▼▼▼

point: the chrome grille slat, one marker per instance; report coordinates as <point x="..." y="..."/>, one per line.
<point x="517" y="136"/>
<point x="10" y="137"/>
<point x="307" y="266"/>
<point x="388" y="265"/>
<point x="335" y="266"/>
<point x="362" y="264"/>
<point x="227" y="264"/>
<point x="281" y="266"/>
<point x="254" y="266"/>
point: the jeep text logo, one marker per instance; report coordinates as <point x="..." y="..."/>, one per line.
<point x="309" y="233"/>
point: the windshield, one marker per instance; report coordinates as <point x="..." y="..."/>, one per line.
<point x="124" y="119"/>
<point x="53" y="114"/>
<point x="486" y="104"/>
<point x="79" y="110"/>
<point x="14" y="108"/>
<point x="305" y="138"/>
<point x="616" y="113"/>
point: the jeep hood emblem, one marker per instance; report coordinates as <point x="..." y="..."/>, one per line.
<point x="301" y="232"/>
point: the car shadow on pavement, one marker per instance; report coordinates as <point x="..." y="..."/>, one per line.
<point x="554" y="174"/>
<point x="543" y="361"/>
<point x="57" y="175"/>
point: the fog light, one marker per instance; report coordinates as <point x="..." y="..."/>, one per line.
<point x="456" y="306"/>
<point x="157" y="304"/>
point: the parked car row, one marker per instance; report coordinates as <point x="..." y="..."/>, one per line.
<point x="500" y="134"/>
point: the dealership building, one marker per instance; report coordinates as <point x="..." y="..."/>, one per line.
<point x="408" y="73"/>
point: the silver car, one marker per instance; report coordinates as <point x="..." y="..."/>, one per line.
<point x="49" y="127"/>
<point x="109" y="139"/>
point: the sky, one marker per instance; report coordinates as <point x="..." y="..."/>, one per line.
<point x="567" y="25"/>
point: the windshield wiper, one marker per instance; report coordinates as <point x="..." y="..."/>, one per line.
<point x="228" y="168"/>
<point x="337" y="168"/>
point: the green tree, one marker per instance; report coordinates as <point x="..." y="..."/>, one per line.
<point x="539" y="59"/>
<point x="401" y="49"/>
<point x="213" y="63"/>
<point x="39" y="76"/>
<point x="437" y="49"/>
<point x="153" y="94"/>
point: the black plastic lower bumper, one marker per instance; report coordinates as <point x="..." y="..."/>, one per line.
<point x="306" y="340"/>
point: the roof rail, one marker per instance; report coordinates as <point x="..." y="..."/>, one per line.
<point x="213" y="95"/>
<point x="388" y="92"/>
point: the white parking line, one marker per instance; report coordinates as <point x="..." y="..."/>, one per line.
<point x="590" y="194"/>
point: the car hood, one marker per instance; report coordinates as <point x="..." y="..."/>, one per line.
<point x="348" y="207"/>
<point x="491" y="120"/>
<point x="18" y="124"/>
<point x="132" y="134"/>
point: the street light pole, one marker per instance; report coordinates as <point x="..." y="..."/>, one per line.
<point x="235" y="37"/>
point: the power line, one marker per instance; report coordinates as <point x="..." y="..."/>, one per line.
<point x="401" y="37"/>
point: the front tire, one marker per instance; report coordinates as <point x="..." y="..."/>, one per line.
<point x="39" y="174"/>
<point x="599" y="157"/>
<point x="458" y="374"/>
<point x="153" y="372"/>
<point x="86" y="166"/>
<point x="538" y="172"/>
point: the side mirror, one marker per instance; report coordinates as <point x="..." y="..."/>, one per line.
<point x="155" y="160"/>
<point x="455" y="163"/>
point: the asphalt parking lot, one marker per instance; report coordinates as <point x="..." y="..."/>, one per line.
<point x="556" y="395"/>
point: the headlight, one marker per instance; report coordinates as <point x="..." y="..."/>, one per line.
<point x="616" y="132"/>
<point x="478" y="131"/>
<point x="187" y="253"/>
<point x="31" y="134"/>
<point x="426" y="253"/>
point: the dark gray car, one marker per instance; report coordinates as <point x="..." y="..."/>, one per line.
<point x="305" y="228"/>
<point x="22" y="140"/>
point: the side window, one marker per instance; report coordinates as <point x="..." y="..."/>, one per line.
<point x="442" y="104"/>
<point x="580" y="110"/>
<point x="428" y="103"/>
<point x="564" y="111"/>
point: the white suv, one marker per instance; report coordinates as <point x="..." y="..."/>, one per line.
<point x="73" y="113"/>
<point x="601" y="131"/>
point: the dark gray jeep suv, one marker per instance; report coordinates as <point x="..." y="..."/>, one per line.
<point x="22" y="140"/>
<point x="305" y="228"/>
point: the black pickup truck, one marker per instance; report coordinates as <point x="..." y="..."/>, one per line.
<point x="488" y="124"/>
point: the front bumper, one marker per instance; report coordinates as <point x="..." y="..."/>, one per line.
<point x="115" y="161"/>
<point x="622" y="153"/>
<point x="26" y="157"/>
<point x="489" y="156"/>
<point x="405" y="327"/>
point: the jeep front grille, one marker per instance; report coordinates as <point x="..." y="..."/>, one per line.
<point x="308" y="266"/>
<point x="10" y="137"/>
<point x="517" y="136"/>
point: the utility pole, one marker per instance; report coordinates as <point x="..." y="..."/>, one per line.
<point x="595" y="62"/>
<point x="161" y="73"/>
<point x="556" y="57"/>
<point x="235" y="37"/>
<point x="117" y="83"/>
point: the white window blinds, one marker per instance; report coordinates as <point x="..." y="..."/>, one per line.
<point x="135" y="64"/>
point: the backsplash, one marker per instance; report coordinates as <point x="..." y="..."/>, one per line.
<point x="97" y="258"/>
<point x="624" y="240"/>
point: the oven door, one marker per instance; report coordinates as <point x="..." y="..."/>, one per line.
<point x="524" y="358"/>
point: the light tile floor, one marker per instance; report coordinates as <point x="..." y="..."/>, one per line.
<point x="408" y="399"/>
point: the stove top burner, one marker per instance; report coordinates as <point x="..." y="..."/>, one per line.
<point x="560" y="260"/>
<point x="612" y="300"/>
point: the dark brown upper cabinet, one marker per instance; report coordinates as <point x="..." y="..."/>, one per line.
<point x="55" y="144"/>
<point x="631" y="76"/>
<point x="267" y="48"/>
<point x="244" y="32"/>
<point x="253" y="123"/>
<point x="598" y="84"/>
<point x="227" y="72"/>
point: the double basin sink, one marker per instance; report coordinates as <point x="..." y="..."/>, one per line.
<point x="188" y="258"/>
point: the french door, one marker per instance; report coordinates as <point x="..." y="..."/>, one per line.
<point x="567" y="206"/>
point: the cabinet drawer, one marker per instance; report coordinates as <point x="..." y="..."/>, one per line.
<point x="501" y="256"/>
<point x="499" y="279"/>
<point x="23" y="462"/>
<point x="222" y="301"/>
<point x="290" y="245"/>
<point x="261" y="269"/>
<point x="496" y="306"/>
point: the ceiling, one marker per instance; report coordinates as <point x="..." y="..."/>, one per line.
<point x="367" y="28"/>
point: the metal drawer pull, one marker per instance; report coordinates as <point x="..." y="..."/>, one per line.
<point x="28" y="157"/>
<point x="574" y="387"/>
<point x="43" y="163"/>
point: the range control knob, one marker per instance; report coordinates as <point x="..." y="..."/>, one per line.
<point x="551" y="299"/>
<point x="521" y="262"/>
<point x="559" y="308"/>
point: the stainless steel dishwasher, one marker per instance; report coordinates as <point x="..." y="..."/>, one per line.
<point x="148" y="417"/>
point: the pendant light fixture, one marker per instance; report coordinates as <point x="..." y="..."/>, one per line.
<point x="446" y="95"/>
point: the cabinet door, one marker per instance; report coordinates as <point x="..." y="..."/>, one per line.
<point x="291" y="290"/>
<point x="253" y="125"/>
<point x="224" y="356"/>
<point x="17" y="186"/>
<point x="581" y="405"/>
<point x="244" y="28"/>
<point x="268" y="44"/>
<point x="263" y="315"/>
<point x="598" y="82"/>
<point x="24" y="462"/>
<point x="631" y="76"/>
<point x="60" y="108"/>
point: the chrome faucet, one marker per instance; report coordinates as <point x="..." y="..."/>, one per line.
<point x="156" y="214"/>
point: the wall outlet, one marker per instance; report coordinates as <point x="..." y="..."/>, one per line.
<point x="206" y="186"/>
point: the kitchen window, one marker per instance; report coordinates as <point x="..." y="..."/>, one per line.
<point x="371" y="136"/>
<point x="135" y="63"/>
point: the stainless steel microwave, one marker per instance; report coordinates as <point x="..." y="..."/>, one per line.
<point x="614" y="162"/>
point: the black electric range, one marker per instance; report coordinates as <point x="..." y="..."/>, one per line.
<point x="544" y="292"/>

▲▲▲

Your task:
Using the entries above, restate word for word every line from the one that contains "point: the wall" through the last.

Answer below:
point: the wall outlet, one marker per instance; report coordinates as <point x="..." y="..."/>, one per line.
<point x="206" y="186"/>
point: the kitchen window, one marker per instance; report coordinates as <point x="..." y="..."/>, one per line.
<point x="371" y="136"/>
<point x="135" y="63"/>
point: the stainless steel microwave, one marker per instance; report coordinates as <point x="..." y="..."/>, one per line.
<point x="614" y="162"/>
point: the black electric range, one marker per instance; report coordinates as <point x="..." y="..."/>, one per line.
<point x="544" y="292"/>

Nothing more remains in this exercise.